Switch every "overcast sky" to "gray sky" in the data below and change nothing else. Leave the pictures out of your answer.

-- Start of Records to use --

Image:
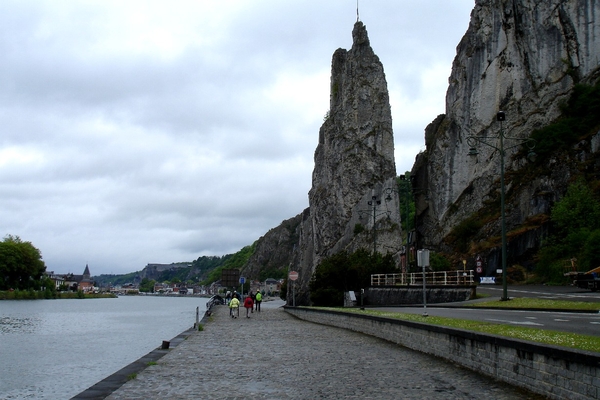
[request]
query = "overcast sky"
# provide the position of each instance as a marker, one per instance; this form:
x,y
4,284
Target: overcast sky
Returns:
x,y
136,132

-- End of Records to use --

Answer below
Image:
[request]
query = "gray sky"
# provide the position of each instance as a marker, one per instance; this form:
x,y
4,284
Target: gray sky
Returns:
x,y
136,132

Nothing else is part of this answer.